--- The input ---

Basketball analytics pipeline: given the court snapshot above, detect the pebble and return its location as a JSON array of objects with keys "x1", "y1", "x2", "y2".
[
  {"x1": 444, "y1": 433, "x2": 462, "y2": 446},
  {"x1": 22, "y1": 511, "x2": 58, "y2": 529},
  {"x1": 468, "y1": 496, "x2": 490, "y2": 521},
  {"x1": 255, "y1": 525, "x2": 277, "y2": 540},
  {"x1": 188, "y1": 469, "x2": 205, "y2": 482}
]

---

Rewrite all the lines above, requests included, shifting every box coordinate in the answers up by 26.

* **Reply**
Basketball analytics pipeline: given the court snapshot above, detect the pebble and return its location as a JSON array of objects with keys "x1", "y1", "x2", "y2".
[
  {"x1": 470, "y1": 459, "x2": 488, "y2": 472},
  {"x1": 48, "y1": 537, "x2": 84, "y2": 555},
  {"x1": 494, "y1": 522, "x2": 516, "y2": 547},
  {"x1": 281, "y1": 551, "x2": 303, "y2": 566},
  {"x1": 214, "y1": 495, "x2": 231, "y2": 508}
]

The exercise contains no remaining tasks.